Item de trabalho: Você pode imprimir, sem nenhuma alteração, o trecho do texto sobre leitos psiquiátricos que começa com as palavras contendo "Na Inglaterra e" e termina com "índice é de 0,68."?

Quanto menos leito psiquiátrico, melhor, entende o Ministério da Saúde. Seguindo esse entendimento, foi editada a Portaria 1.631, em 2015, a qual define a necessidade mínima de um leito para cada 23 mil habitantes, o que dá 0,04 leitos para cada grupo de mil habitantes. Porém, os cortes têm sido tão severos que muitos estados ficaram abaixo desse limite. Após os ajustes mais recentes, no Espírito Santo e em Roraima essa proporção ficou em 0,03. No Pará e Rondônia, está em 0,02. No Tocantins, a razão é de 0,01 leitos por mil habitantes.
A Portaria 1.631/2015 substituiu a Portaria 1.001/02, editada logo após a edição da reforma psiquiátrica, que estabelecia o percentual de 0,45 leitos psiquiátricos por mil habitantes. O percentual estabelecido em 2015 é onze vezes menor do que àquele definido em 2002. “Discordamos frontalmente dessa redução. Ela é arbitrária e não está amparada em nenhuma experiência internacional”, enfatiza o 3º vice-presidente do Conselho Federal de Medicina (CFM), Emmanuel Fortes, que também coordenou a Câmara Técnica de Psiquiatria da autarquia. Para ele, o percentual de 0,45 leitos era razoável e dava segurança ao atendimento.
Na Inglaterra e no Canadá, que têm modelos públicos parecidos com o Sistema Único de Saúde (SUS), essa proporção é de 0,58 e 1,90 leitos de internação psiquiátricos por mil habitantes, respectivamente. Nos Estados Unidos e na Alemanha, os dados mostram que essas razões são de 0,95 e 0,76. Na América Latina, os números seguem a mesma tendência em outros países. Por exemplo, o Uruguai possui um indicador igual a 0,54 leitos por 1000 habitantes, enquanto na Argentina esse índice é de 0,68.
De qualquer modo, no Brasil, os números podem estar longe de espelhar a realidade, o que tornaria a situação ainda pior. De acordo com especialistas, há indícios de que o CNES esteja desatualizado e, por isso, os números sejam menores. No Piauí, por exemplo, consta a existência de 217 leitos de internação psiquiátricos para atender uma população de três milhões. Só que o número é questionado por lideranças locais, que asseguram que há 160 unidades disponíveis.
O ex-presidente da Associação Brasileira de Psiquiatria, Antônio Geraldo, que dirigiu a entidade de 2011 até meados de fevereiro deste ano, também duvida da veracidade dos dados informados pelo Governo. “Os leitos que eles dizem existir são de fantasia. Quero que me apontem quais hospitais gerais internam pacientes psiquiátricos em surto. Quando muito, fazem o primeiro atendimento e já encaminham para o hospital especializado”, desafia.

(Dados de localização de pontos)
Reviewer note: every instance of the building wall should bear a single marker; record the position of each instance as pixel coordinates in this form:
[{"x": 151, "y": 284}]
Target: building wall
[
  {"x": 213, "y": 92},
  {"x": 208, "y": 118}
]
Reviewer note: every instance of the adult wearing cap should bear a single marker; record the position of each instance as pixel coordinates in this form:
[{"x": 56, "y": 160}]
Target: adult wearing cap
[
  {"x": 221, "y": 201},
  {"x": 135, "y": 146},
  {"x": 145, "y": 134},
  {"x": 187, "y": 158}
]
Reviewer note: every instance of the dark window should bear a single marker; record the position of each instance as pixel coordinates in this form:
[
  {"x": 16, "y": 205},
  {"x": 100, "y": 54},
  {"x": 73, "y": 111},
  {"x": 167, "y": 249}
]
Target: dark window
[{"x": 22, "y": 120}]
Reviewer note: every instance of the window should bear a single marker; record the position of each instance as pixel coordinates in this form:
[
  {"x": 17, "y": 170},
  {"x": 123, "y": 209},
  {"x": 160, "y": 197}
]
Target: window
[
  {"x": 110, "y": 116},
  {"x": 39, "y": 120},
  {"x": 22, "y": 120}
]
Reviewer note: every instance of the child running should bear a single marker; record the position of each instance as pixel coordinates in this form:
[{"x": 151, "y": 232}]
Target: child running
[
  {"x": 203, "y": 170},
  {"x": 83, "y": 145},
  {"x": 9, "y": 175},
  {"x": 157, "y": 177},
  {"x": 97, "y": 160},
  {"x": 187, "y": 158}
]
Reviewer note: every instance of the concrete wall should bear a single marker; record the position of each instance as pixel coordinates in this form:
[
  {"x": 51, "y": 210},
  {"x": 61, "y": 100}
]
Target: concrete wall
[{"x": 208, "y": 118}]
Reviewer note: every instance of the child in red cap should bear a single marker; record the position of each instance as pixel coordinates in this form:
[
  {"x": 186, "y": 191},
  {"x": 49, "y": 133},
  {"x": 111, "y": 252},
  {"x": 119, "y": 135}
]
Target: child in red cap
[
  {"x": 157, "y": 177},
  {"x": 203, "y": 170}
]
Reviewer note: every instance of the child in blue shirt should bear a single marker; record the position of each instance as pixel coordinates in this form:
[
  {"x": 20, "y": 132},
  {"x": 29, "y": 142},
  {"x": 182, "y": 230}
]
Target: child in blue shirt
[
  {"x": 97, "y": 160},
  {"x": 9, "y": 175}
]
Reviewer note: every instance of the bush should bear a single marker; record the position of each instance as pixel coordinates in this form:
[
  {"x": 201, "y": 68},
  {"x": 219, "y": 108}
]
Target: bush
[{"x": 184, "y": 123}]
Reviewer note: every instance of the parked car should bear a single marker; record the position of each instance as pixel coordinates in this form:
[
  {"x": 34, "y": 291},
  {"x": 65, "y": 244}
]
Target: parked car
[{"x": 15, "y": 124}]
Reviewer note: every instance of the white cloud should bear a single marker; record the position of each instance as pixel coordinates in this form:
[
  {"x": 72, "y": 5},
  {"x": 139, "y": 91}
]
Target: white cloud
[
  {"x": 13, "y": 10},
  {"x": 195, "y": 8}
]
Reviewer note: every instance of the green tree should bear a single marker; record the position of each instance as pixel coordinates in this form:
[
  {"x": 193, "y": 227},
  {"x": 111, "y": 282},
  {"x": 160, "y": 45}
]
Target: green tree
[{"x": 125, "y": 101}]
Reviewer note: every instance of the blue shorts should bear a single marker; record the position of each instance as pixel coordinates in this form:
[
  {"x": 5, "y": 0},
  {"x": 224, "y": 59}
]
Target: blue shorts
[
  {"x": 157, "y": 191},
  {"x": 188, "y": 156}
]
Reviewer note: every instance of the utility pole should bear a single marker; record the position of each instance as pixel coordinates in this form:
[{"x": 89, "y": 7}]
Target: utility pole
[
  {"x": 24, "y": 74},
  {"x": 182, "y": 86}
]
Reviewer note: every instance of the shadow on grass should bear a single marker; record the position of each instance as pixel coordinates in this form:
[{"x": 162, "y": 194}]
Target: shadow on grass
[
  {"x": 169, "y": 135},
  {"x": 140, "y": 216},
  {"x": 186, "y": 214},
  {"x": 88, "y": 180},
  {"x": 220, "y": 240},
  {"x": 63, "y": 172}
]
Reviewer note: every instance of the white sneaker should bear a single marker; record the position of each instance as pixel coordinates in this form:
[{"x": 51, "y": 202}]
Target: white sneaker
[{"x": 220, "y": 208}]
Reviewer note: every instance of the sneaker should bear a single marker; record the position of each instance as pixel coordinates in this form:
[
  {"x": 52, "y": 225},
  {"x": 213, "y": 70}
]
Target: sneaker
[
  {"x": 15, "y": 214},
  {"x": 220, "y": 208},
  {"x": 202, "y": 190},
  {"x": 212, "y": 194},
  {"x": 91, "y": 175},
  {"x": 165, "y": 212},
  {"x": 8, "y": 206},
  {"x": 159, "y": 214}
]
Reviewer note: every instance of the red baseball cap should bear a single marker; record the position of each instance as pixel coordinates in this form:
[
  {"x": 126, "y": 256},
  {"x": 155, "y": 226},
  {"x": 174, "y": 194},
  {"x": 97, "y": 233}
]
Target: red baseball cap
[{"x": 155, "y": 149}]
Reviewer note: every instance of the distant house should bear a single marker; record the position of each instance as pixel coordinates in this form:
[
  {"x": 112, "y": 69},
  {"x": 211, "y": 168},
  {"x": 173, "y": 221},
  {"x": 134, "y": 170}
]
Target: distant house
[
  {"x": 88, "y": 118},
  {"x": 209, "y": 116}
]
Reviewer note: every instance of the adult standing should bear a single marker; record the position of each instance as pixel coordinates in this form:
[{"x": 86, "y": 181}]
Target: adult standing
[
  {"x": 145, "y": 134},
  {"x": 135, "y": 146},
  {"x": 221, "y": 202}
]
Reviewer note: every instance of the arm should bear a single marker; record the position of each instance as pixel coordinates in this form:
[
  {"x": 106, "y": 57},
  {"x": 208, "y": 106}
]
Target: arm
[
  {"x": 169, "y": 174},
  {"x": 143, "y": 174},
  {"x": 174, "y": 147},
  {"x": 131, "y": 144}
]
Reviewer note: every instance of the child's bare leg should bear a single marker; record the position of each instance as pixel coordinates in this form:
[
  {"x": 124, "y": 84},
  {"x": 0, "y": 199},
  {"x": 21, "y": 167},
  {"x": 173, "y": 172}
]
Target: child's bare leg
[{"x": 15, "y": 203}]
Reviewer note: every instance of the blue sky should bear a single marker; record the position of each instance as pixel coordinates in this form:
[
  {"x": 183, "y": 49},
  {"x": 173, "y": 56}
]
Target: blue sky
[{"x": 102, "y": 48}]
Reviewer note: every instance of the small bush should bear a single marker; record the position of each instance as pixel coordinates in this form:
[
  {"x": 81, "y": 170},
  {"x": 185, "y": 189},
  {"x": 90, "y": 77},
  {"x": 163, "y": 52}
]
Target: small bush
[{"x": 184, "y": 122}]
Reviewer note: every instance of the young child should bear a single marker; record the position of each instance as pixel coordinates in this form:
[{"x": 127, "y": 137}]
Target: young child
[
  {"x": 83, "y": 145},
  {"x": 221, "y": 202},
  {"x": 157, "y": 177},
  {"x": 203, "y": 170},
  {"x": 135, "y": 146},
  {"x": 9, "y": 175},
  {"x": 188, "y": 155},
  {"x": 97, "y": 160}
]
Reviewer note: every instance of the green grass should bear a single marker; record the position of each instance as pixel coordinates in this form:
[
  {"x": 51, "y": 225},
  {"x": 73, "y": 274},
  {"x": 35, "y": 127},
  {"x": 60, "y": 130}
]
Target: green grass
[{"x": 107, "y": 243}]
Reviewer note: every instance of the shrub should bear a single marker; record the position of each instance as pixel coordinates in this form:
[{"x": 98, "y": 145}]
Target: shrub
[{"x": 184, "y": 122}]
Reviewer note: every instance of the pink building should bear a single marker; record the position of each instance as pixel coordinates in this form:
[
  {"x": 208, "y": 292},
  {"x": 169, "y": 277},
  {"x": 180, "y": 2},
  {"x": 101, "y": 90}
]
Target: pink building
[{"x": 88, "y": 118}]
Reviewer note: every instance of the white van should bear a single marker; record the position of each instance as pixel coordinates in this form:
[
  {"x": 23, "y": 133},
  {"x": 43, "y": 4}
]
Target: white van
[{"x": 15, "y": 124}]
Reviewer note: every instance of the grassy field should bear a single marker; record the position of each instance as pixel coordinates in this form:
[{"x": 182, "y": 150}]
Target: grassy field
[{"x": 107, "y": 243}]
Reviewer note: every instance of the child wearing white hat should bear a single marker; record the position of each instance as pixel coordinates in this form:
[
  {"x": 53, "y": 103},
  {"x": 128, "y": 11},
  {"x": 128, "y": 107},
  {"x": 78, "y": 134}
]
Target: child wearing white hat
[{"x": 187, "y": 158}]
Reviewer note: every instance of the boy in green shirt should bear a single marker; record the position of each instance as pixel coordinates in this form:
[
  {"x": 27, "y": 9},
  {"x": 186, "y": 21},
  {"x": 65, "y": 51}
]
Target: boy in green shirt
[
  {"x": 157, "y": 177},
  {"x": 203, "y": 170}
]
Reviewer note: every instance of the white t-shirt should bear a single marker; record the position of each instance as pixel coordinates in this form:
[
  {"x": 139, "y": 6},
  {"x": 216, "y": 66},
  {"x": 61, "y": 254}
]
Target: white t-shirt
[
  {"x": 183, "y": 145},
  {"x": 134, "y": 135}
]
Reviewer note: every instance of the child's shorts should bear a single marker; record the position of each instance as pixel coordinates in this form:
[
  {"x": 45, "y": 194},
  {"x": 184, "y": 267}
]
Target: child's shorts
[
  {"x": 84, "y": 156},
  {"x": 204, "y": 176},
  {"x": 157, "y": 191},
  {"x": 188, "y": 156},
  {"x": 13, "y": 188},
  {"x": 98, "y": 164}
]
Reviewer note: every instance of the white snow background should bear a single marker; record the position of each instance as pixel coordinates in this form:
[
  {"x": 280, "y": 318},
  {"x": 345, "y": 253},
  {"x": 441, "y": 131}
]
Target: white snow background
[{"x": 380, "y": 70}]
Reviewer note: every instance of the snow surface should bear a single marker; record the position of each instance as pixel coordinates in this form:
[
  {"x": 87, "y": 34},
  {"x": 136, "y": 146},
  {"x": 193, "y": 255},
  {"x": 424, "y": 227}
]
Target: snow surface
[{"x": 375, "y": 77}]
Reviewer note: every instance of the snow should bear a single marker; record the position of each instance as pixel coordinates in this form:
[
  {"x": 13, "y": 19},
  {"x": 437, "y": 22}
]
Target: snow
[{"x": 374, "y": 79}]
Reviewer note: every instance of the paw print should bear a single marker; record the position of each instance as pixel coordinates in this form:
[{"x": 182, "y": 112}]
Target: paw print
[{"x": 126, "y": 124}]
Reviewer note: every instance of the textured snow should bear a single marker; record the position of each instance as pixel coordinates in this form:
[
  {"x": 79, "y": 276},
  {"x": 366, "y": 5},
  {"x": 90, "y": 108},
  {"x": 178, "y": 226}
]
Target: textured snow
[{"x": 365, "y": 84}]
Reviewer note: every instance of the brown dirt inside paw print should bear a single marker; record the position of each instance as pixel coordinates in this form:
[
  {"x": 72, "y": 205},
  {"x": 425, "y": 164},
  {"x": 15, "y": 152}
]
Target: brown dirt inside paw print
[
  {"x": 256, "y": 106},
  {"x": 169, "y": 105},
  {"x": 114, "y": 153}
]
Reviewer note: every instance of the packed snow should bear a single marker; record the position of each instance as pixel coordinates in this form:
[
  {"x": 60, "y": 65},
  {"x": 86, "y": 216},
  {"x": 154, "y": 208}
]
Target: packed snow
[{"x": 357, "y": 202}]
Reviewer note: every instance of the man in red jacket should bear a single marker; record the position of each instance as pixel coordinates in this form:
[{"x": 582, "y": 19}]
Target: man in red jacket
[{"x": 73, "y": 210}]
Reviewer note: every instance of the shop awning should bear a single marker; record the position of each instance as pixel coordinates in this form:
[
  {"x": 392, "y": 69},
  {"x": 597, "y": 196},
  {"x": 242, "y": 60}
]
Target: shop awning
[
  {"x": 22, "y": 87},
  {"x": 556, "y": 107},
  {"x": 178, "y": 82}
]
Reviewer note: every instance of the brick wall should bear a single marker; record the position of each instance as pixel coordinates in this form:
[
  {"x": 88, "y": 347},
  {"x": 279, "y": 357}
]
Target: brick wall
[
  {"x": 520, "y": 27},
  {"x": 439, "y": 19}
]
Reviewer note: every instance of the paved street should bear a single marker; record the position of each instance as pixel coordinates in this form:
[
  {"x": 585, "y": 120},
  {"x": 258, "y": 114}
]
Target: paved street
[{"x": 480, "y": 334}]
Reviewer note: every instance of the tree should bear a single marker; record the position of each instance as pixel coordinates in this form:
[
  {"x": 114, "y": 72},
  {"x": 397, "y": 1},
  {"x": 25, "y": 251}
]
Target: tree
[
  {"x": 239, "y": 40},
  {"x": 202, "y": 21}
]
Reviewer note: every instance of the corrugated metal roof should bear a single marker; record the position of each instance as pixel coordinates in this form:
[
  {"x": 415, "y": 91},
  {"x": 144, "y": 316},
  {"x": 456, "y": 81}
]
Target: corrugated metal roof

Resultado do exercício:
Na Inglaterra e no Canadá, que têm modelos públicos parecidos com o Sistema Único de Saúde (SUS), essa proporção é de 0,58 e 1,90 leitos de internação psiquiátricos por mil habitantes, respectivamente. Nos Estados Unidos e na Alemanha, os dados mostram que essas razões são de 0,95 e 0,76. Na América Latina, os números seguem a mesma tendência em outros países. Por exemplo, o Uruguai possui um indicador igual a 0,54 leitos por 1000 habitantes, enquanto na Argentina esse índice é de 0,68.